● Stated exercise:
Word for word, retype every entry in the listing.

● Provided entries:
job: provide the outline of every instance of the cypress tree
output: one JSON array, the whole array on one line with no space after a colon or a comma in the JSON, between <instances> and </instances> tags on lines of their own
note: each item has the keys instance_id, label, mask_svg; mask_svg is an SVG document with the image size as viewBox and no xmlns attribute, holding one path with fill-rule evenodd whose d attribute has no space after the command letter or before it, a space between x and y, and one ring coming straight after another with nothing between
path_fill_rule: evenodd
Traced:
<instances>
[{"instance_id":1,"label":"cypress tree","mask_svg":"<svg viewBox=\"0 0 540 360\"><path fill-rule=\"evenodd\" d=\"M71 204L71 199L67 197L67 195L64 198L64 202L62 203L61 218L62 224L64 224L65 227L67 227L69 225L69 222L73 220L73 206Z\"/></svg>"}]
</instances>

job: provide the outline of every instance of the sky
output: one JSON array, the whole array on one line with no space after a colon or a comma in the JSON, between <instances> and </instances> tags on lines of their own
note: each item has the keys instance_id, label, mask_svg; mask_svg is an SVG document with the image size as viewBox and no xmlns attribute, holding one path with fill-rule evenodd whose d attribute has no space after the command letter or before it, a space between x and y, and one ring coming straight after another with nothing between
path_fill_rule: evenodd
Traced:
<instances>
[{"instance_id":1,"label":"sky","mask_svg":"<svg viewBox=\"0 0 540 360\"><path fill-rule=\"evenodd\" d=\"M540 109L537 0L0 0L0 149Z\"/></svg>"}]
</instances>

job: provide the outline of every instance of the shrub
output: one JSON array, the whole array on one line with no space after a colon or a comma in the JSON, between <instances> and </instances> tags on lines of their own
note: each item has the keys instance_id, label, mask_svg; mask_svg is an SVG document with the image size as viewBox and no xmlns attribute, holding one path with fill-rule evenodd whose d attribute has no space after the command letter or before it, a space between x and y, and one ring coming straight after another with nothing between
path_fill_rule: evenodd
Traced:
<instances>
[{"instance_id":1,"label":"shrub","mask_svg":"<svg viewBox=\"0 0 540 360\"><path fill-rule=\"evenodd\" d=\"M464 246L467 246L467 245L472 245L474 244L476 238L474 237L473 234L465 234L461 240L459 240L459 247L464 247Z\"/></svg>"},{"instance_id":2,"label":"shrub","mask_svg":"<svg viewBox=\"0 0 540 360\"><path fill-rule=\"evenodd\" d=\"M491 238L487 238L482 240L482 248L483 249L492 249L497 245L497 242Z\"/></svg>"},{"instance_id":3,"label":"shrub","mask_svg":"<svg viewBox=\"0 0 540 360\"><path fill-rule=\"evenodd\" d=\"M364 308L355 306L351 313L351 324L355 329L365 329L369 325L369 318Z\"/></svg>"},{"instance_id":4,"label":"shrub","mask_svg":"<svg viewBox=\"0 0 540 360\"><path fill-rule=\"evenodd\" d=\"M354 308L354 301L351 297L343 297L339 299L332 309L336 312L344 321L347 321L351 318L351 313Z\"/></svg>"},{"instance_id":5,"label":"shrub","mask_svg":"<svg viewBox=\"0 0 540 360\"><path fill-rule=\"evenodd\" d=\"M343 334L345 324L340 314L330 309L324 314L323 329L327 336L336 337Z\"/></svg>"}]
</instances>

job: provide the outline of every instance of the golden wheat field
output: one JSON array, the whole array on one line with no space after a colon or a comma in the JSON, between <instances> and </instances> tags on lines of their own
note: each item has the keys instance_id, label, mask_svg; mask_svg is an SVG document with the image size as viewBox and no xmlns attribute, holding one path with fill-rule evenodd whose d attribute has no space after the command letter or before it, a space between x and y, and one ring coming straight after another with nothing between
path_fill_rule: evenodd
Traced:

● Exercise answer:
job: provide the outline of every instance of the cypress tree
output: one JSON array, the whole array on one line with no space after a colon or a comma in the JSON, between <instances> and </instances> tags on lines of their own
note: each item has the keys instance_id, label, mask_svg; mask_svg is an SVG document with the image size as viewBox and no xmlns attribute, holding one path with fill-rule evenodd whose d attribute has no space after the command letter or before it, a space between x and y, and one ring coming straight after another with nothing between
path_fill_rule: evenodd
Traced:
<instances>
[{"instance_id":1,"label":"cypress tree","mask_svg":"<svg viewBox=\"0 0 540 360\"><path fill-rule=\"evenodd\" d=\"M71 204L71 199L67 197L67 195L64 198L64 202L62 203L61 218L62 224L64 224L65 227L67 227L69 225L69 222L73 220L73 206Z\"/></svg>"}]
</instances>

job: provide the outline of every instance of the sky
output: one JSON array, the whole array on one line with no space after a colon or a comma in the JSON, between <instances> and </instances> tags on lines of their own
note: each item has the keys instance_id, label, mask_svg; mask_svg is an SVG document with the image size as viewBox and no xmlns attribute, holding one path with fill-rule evenodd whose d attribute has no space after the command letter or before it, a space between x and y, and one ring coming straight after another with nothing between
path_fill_rule: evenodd
Traced:
<instances>
[{"instance_id":1,"label":"sky","mask_svg":"<svg viewBox=\"0 0 540 360\"><path fill-rule=\"evenodd\" d=\"M540 109L537 0L0 0L0 149Z\"/></svg>"}]
</instances>

job: provide the outline of every instance of the shrub
output: one JSON array, the whole array on one line with no space after a colon or a comma in the JSON, between <instances> and </instances> tags on lines of their own
note: each item has the keys instance_id, label, mask_svg; mask_svg is an SVG document with the image size as viewBox and no xmlns attribute, holding one path with fill-rule evenodd whose d attribute has no space after the command letter or before it, a space between x and y, and one ring coming straight after another with nothing between
path_fill_rule: evenodd
Traced:
<instances>
[{"instance_id":1,"label":"shrub","mask_svg":"<svg viewBox=\"0 0 540 360\"><path fill-rule=\"evenodd\" d=\"M464 246L467 246L467 245L472 245L474 244L476 238L474 237L473 234L465 234L461 240L459 240L459 247L464 247Z\"/></svg>"},{"instance_id":2,"label":"shrub","mask_svg":"<svg viewBox=\"0 0 540 360\"><path fill-rule=\"evenodd\" d=\"M491 238L487 238L482 240L482 248L483 249L492 249L497 245L497 242Z\"/></svg>"},{"instance_id":3,"label":"shrub","mask_svg":"<svg viewBox=\"0 0 540 360\"><path fill-rule=\"evenodd\" d=\"M364 308L355 306L351 313L351 324L355 329L365 329L369 325L369 318Z\"/></svg>"},{"instance_id":4,"label":"shrub","mask_svg":"<svg viewBox=\"0 0 540 360\"><path fill-rule=\"evenodd\" d=\"M354 308L354 301L351 297L343 297L339 299L332 309L336 312L344 321L347 321L351 318L351 313Z\"/></svg>"},{"instance_id":5,"label":"shrub","mask_svg":"<svg viewBox=\"0 0 540 360\"><path fill-rule=\"evenodd\" d=\"M343 334L345 324L340 314L330 309L324 314L323 329L327 336L336 337Z\"/></svg>"}]
</instances>

job: provide the outline of every instance of the golden wheat field
output: one JSON array, the whole array on one line with no space after a colon or a comma in the JSON, between <instances> and </instances> tags on lines of their own
note: each item has the keys instance_id, label, mask_svg; mask_svg is an SVG document with the image size as viewBox and no xmlns attribute, holding one path with fill-rule evenodd whose d attribute has no space after the command letter or before it, a space between x and y, and one ring coming straight after another with nothing between
path_fill_rule: evenodd
Traced:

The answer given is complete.